## What to produce:
Copy out exactly each line from the line with "Note: mark the towel" through the last line of the material below.

Dataset rows on where objects appear
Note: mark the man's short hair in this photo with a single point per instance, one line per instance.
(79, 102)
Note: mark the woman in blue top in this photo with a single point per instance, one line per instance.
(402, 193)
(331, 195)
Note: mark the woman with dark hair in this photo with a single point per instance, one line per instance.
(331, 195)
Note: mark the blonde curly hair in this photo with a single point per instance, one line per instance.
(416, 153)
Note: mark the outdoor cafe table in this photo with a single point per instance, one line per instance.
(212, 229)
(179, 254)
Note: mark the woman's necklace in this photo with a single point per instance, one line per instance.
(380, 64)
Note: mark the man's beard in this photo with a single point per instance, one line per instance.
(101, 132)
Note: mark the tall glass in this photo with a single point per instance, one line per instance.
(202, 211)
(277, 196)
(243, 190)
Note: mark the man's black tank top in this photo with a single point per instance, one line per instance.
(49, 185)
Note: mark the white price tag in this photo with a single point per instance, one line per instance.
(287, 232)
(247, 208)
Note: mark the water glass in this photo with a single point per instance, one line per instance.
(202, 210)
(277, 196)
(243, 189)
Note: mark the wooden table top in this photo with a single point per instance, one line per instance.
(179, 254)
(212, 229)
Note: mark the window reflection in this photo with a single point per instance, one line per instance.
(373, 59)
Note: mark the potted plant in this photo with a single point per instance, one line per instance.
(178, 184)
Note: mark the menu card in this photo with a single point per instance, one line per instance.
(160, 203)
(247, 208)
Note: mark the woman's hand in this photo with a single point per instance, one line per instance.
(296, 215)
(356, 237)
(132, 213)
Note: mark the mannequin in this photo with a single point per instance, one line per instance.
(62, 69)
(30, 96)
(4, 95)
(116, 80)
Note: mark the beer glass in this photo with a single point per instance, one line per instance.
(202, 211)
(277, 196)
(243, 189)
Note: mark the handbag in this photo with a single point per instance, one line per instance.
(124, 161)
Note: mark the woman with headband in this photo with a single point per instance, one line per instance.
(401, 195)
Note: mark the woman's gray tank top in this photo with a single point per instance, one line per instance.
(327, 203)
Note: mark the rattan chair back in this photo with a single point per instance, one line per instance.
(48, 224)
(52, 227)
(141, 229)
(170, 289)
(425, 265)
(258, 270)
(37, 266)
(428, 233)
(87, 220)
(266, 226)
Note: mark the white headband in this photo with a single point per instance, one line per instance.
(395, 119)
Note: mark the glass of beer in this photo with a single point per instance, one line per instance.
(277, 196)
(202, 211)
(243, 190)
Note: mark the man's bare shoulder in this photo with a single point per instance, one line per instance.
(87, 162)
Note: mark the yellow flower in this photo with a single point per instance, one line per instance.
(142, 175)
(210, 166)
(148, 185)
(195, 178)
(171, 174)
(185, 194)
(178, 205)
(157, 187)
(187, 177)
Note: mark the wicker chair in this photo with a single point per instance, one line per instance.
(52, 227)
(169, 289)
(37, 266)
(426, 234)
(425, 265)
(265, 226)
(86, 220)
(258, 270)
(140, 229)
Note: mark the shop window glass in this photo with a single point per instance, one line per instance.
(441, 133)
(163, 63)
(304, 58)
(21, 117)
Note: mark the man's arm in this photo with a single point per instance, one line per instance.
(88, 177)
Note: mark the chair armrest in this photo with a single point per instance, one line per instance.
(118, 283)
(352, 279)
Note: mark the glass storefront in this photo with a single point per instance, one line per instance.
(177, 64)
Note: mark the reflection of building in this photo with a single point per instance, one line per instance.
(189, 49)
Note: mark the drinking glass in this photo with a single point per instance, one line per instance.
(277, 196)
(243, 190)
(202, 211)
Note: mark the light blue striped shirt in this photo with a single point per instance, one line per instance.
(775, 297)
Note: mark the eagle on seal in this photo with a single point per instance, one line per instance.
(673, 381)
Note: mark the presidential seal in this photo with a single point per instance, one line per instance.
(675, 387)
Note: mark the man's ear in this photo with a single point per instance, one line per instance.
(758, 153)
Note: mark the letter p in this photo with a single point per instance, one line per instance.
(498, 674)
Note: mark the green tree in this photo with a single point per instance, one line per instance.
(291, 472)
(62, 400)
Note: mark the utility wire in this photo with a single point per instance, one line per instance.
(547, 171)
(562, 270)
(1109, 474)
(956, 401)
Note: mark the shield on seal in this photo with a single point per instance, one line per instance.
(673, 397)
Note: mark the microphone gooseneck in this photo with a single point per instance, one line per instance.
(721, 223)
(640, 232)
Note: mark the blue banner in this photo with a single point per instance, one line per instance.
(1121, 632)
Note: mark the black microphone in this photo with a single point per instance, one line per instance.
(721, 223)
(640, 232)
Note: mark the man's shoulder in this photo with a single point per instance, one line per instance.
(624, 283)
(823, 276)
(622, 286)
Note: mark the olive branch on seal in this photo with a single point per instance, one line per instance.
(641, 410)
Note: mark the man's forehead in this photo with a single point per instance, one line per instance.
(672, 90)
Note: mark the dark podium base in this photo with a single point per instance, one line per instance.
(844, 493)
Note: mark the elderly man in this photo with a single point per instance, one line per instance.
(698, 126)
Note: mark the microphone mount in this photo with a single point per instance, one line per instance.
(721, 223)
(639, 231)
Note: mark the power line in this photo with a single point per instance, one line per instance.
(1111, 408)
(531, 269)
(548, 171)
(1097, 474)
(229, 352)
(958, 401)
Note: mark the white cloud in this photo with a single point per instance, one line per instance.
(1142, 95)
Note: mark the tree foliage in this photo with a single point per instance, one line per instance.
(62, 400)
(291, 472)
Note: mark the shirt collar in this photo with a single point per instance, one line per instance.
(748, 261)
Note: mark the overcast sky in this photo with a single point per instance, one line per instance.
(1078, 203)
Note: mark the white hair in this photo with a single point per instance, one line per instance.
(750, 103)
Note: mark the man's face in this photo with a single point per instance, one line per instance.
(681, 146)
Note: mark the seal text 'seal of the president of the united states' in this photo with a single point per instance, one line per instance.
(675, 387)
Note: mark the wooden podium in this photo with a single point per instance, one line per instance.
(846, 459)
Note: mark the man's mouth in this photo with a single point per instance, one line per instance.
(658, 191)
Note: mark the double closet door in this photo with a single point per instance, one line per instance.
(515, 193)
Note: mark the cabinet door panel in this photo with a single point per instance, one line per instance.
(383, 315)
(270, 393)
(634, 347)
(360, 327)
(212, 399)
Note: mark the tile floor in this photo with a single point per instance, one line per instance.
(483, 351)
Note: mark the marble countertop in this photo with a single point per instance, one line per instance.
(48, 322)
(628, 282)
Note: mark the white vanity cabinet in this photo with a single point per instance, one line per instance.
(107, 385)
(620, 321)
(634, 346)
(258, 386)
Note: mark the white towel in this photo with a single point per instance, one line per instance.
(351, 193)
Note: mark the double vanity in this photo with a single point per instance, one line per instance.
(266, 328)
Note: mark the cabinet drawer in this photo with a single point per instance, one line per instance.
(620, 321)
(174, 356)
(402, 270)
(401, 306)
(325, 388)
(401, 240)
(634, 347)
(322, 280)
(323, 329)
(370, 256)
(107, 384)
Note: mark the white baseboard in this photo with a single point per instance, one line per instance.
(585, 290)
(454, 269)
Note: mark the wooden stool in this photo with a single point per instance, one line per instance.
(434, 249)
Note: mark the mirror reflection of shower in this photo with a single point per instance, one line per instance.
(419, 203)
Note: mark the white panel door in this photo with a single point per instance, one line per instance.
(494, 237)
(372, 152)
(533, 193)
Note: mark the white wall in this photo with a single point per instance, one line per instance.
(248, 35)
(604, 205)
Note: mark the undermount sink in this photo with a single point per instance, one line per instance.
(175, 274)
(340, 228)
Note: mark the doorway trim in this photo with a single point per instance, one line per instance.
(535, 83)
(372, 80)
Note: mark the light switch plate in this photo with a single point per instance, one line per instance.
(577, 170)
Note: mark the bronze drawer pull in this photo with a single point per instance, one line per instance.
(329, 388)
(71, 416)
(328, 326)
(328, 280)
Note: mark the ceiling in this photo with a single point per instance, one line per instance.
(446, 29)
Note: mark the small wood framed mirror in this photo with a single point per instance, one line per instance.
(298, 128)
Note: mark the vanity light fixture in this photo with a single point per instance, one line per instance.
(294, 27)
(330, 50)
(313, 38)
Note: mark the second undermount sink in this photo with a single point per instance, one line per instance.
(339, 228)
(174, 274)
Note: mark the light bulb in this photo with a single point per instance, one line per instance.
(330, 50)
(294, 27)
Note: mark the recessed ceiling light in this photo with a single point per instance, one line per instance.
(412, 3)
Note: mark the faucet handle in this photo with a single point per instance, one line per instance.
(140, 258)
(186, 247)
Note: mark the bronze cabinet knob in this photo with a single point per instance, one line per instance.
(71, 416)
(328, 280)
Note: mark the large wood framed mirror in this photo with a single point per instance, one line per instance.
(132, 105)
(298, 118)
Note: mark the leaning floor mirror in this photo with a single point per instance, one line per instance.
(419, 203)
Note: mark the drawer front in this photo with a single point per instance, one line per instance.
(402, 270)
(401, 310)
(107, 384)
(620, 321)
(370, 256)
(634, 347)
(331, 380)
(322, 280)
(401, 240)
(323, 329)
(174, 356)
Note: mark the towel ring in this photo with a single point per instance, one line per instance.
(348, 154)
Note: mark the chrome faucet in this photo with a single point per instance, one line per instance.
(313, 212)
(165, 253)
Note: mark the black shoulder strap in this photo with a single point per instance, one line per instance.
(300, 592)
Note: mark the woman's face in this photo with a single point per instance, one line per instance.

## Answer for the task:
Note: mark the towel ring in this photo with a single point per instance, one line per instance.
(348, 154)
Note: mark the chrome faucet in this photo with a single point per instance, one line per instance.
(313, 212)
(165, 253)
Note: mark the black shoulder strap in this photo with a single point per instance, one line per instance.
(300, 592)
Note: mark the woman's face in this photo with a single point per instance, one line per instance.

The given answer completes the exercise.